• _Aim_
Scale the rows from the line with "Tag the gold" through the end of the rows, copying every line again with requests included. Multiply each x and y point coordinate by 2.05 and round it to a whole number, with halves rounding up.

• _Data listing_

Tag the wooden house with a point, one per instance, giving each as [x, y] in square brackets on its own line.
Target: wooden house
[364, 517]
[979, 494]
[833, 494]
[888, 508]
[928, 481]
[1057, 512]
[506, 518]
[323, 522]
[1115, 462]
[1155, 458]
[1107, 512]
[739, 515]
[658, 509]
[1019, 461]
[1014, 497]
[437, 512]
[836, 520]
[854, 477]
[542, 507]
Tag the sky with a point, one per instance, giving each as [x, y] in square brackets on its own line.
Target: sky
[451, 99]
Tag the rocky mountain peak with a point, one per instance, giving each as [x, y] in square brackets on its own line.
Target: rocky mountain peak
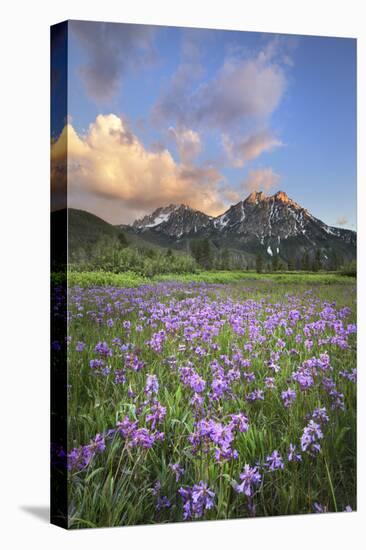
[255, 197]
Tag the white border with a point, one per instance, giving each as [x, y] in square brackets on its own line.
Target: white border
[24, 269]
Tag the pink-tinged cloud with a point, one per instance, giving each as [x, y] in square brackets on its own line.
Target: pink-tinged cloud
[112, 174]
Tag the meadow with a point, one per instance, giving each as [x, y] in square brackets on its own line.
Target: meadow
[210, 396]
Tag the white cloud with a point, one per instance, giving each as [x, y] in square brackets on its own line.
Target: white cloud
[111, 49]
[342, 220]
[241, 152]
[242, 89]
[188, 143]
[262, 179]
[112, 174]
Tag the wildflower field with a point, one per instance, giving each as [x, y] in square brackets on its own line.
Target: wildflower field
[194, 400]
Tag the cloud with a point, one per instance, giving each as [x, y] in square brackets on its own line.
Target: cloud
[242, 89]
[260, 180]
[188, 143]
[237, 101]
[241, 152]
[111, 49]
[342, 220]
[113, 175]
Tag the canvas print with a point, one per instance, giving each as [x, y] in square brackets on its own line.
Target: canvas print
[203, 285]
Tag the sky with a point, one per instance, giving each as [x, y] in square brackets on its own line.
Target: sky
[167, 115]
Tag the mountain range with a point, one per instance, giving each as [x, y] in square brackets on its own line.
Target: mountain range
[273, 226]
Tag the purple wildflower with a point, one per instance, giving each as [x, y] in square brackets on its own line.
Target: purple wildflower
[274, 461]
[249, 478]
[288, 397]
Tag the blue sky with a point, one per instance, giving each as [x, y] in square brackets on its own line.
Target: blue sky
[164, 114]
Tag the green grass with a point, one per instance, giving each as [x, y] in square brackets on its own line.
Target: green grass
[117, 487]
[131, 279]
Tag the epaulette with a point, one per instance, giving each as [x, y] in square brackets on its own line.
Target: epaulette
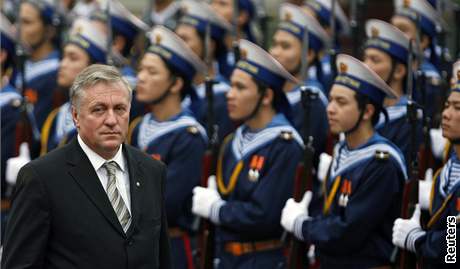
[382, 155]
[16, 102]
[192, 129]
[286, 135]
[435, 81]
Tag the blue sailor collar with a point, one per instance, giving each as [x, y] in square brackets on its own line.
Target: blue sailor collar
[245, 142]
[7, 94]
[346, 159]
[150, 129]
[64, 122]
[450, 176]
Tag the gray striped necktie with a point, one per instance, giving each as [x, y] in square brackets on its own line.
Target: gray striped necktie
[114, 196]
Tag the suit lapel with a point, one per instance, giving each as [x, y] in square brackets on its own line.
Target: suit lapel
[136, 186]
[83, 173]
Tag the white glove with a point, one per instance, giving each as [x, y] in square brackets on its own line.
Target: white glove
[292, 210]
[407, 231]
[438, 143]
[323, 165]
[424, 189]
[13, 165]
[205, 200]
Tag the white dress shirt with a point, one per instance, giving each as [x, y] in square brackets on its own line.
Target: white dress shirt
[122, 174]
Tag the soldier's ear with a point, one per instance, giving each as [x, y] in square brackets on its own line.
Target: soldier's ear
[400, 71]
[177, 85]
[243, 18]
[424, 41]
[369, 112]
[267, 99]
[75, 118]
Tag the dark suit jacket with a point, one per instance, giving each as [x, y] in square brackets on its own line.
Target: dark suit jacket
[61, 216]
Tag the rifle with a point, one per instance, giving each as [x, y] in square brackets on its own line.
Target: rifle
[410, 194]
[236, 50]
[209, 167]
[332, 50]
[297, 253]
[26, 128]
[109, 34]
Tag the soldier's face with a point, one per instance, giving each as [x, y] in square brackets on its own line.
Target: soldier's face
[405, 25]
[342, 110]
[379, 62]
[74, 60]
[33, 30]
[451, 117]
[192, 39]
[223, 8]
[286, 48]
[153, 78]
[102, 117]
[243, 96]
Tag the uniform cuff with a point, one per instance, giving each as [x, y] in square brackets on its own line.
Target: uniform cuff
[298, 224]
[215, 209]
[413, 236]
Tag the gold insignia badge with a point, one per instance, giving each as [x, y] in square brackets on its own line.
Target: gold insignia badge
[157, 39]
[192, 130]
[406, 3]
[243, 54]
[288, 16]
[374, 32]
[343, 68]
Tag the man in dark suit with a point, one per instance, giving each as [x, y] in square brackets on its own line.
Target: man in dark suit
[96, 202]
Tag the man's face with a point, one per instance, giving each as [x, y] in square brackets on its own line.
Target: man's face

• _Task solution_
Tag the gold insignia badge with a point, one per instance, giving each as [x, y] in square brackets on its own line.
Target: gold insignia badge
[322, 80]
[394, 267]
[832, 6]
[498, 111]
[590, 33]
[767, 66]
[703, 139]
Tag the man in dark suit with a point, one per instance, giving each as [x, y] in square brackets on its own line.
Target: man in dark suit
[197, 414]
Tag the man's face with a point, one per instance, giving each as [x, y] in square brackets on its own line.
Target: man's face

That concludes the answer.